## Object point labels

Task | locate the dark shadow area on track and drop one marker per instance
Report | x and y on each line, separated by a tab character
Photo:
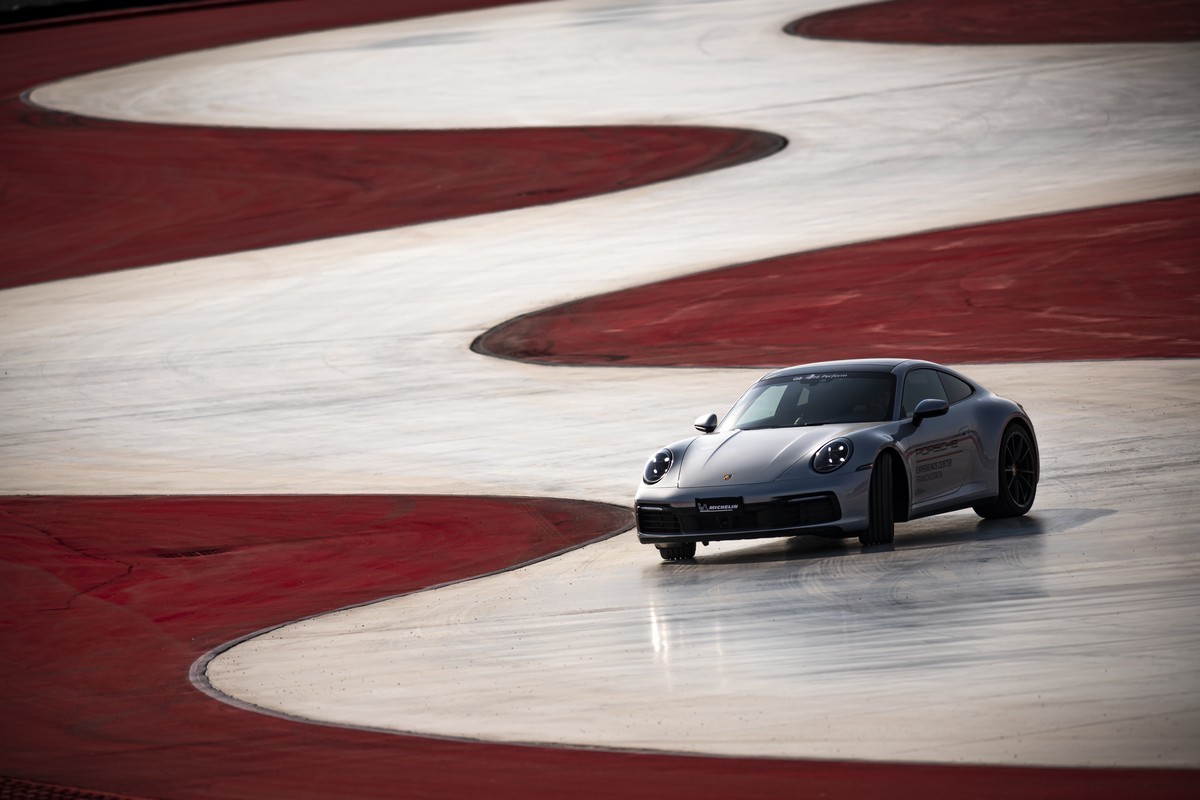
952	530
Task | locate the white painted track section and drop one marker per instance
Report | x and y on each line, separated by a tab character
1065	638
342	366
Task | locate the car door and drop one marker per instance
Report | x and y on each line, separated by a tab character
942	451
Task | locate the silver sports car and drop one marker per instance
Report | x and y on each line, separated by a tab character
838	449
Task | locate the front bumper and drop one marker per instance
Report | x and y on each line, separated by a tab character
829	505
808	513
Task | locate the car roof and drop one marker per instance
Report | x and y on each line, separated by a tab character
850	365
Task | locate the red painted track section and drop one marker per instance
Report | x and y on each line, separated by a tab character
109	600
1121	282
1007	22
90	196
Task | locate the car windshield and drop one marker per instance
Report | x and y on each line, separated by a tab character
817	398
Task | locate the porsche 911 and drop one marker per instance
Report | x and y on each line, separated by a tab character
840	449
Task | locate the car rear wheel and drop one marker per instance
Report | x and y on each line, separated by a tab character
1018	476
678	552
881	510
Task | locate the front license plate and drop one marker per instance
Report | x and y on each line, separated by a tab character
719	505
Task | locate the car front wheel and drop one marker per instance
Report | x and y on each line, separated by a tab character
880	510
1018	476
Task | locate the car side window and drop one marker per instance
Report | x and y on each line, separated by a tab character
918	385
955	390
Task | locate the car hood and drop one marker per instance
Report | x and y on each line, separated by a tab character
753	456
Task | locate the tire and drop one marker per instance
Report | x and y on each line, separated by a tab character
881	518
1018	476
678	552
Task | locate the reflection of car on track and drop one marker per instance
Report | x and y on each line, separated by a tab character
835	449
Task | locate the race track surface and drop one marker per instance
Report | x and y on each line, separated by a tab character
281	414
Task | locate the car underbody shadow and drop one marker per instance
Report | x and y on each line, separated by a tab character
947	530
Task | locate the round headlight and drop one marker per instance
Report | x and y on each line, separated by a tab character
658	465
833	456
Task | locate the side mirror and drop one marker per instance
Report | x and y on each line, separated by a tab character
928	408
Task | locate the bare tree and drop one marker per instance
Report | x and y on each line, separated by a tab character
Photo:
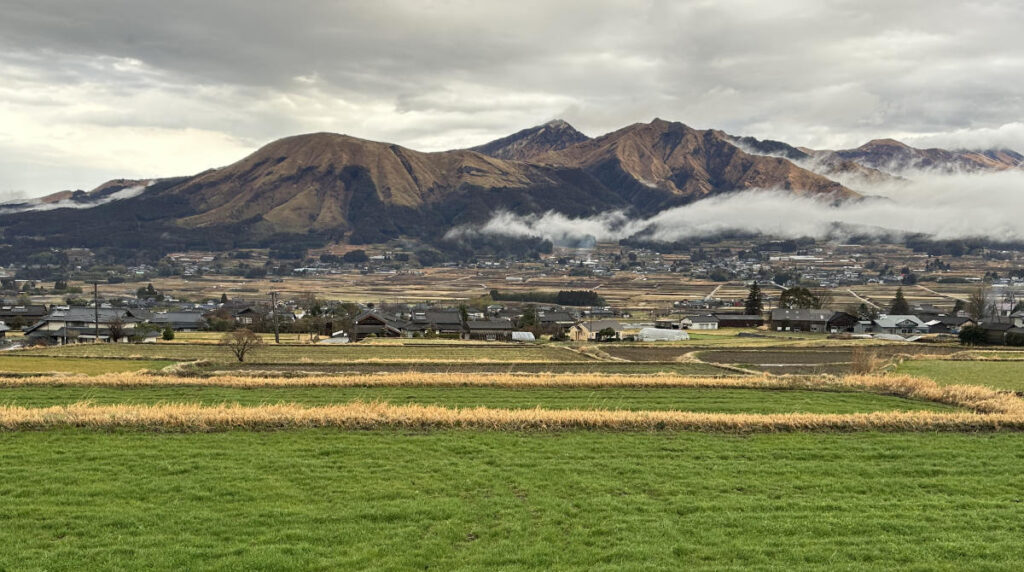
824	297
242	342
979	305
117	328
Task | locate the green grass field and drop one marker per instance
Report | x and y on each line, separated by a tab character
41	364
692	399
1000	375
76	499
313	354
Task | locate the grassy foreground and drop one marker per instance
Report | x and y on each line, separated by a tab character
465	499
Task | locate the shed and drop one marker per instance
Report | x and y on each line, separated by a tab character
659	335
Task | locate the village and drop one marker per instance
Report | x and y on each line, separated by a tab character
152	316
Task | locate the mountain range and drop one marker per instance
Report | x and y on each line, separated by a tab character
324	186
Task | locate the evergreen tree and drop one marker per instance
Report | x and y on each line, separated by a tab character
899	305
755	301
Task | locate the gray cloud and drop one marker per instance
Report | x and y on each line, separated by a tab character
445	74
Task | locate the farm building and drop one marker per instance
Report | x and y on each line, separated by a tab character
739	320
375	323
79	323
587	330
792	319
699	322
555	318
439	321
179	321
662	335
523	337
899	324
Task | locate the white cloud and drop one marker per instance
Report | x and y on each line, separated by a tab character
92	88
942	206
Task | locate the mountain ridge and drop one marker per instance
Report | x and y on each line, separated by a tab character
320	187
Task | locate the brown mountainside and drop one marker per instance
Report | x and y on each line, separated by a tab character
529	143
687	163
894	157
310	181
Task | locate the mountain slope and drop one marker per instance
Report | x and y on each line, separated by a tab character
378	190
894	157
529	143
675	164
313	188
827	164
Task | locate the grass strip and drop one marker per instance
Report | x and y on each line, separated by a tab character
356	415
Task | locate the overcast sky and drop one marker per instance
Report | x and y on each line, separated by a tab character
97	89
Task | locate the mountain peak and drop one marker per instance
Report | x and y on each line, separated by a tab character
535	141
887	142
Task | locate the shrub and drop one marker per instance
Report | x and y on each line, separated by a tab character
972	336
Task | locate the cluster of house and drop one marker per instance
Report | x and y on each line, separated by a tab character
62	324
65	324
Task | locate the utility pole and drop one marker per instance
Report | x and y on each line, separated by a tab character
95	307
273	304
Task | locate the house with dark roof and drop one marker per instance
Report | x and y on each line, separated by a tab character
945	323
178	321
739	320
378	324
587	330
699	322
441	322
996	331
799	319
491	331
69	325
555	318
899	324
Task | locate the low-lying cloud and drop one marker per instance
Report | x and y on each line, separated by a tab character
36	205
941	206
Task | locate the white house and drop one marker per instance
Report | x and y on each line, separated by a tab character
662	335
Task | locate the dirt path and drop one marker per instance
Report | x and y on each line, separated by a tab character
862	299
713	293
939	294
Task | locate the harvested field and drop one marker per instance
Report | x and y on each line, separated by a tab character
722	400
382	415
1000	375
13	363
419	353
602	367
991	408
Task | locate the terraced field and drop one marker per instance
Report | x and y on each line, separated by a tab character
20	364
692	399
418	353
1000	375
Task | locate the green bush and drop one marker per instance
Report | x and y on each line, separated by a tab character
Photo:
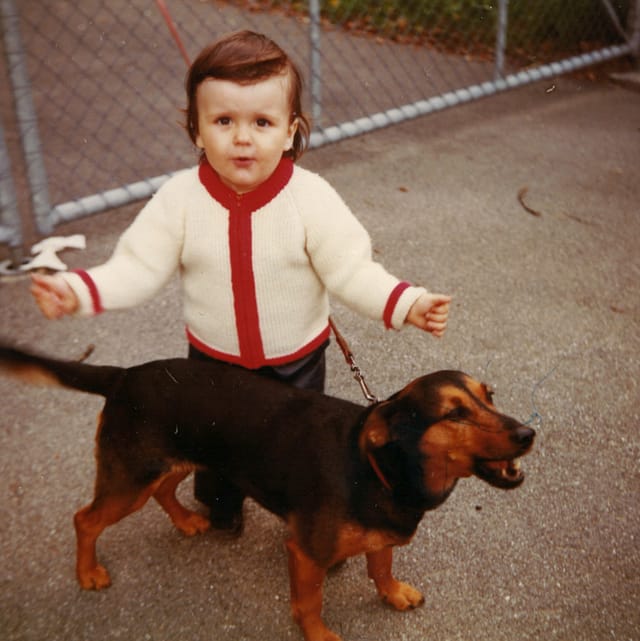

## Instructions to follow
Write out every line of the material above verbatim, leaving out the pictures.

## Response below
Task | locate the dark shadow area on track and drop one marker per instance
Report | x and y on each line, separated by a tab character
Photo:
952	530
Task | locate the white painted track section and drop one marker per instance
Report | x and y on each line, separated by a tab character
1065	638
342	366
Task | locate the car door and drop one marker per instance
Report | x and y on each line, separated by a tab character
942	451
Task | locate the silver sports car and drop one marker per instance
Report | x and y on each line, separated by a tab character
838	449
Task | locate the front bumper and drop one marker per instance
Report | x and y on each line, separated by a tab character
829	505
808	513
Task | locate the car roof and drop one marker per instance
Report | x and y on each line, separated by a tab character
850	365
Task | locate the red painted track section and drop one marker per instance
Report | x and y on each line, separated by a tab character
109	600
1121	282
1007	22
90	196
Task | locate the car windshield and drop one marker per instance
Report | x and y on each line, separated by a tab character
817	398
Task | locate the porsche 911 and drop one marker per instance
Report | x and y on each line, separated by a tab character
840	449
Task | locate the car rear wheel and drop one marker per instance
Report | x and y on each line, separated by a tab character
1018	476
678	552
881	510
Task | locate the front license plate and drop one marker per instance
Report | x and y on each line, separated by a tab character
719	505
Task | locate the car front wheel and drop one marker per instance
Report | x and y on each line, separated by a tab character
880	510
1018	476
Task | locate the car side window and drop one marker per instance
Report | x and y on each line, separated by a tab character
918	385
955	390
Task | locate the car hood and drop one marker per instance
Report | x and y on each line, separated by a tab character
753	456
Task | locate the tire and drop one marker per instance
Report | x and y on each line, separated by a tab character
881	518
1018	476
678	552
Task | locate the reflection of car on track and drop one marker per instance
Report | x and y on each line, separated by a tab character
835	449
Task | locate the race track surface and drop one marker per instance
Report | x and y on each line, separated by a tab character
281	414
Task | locate the car underbody shadow and drop one marker per instance
Report | x and y on each line, separated by a tab character
947	530
Task | locate the round headlight and drop one marker per instance
Report | x and y on each line, separated by a tab character
658	465
833	456
Task | locate the side mirror and drop one marker per instance
Report | x and y on each line, separated by a tab character
928	408
Task | locate the bare tree and drop one marker per instance
Report | x and y on each line, separated by a tab character
Photo:
824	297
242	342
979	305
117	328
Task | locate the green grass field and drop one marker per instance
Report | x and y on each line, separated by a tab character
41	364
692	399
1000	375
76	499
313	354
Task | locate the grassy foreground and drop one marker per instance
Report | x and y on each line, separated by a tab character
465	499
Task | locate the shed and drop one marker per instance
Report | x and y on each line, separated by a tab character
659	335
Task | locate the village and drop one marker per instance
Report | x and y on each line, separated by a tab character
152	316
Task | locate the mountain range and drop one marker per instance
Report | x and y on each line, separated by a tab character
324	186
Task | locate the evergreen tree and drop one marker per instance
Report | x and y on each line, separated by a tab character
899	305
755	301
Task | locate the gray cloud and drop one marker per instance
Report | x and y on each line, separated by a tab character
445	74
Task | locate the farm building and drop one marker per instance
Report | x and y on each line, separated by a tab character
739	320
375	323
79	323
587	330
792	319
699	322
555	318
439	321
179	321
662	335
523	337
899	324
Task | locate the white cloud and drop one marker per instance
Report | x and y on each line, separated by a tab character
92	88
942	206
Task | locate the mountain ridge and drop one marker per instance
Report | x and y on each line, separated by a tab character
320	187
Task | locate the brown mountainside and drop one marker per instance
Report | x and y on each line, separated by a tab character
529	143
687	163
894	157
310	181
Task | locate the mountain slope and drop one marker per instance
Report | x and y on each line, separated by a tab character
378	190
894	157
529	143
675	164
313	188
827	164
Task | locate the grass strip and drop one marker per instance
Report | x and y on each line, separated by a tab character
356	415
Task | locate the overcast sky and drop one marker per instance
Report | x and y on each line, separated by a tab character
97	89
Task | locate the mountain peak and drop one marker per instance
Report | x and y on each line, separated by a tab character
535	141
887	142
Task | locate the shrub and drop one marker per instance
Report | x and y on each line, separated by a tab character
972	336
Task | locate the cluster of house and drop one marker per instance
Report | x and y on each line, separated by a tab character
62	324
65	324
Task | locate the utility pole and drop one marker per instance
Report | x and y on each line, separated by a tab character
95	307
273	304
Task | locate the house with dark roof and drop one marker per instance
Report | x and y on each line, separated by a tab character
945	323
178	321
739	320
378	324
587	330
699	322
441	322
996	331
799	319
491	331
69	325
555	318
899	324
Task | locate the low-lying cloud and drop one marker per instance
Report | x and y on each line, separated by a tab character
36	205
941	206
Task | locate the white house and drop one marker per instance
Report | x and y on each line, separated by a tab character
662	335
Task | locate the dirt path and drop one marker per instance
Report | x and y on each line, separated by a tab character
862	299
713	293
939	294
Task | locate the harvested field and drop one marker per instance
Report | x and y on each line, separated by a tab character
722	400
382	415
1000	375
13	363
419	353
602	367
991	408
Task | locate the terraced field and drop one marker per instance
Report | x and y on each line, separated by a tab character
20	364
692	399
418	353
1000	375
Task | locate the green bush and drop one marker per instance
Report | x and y on each line, separated by a tab character
Photo:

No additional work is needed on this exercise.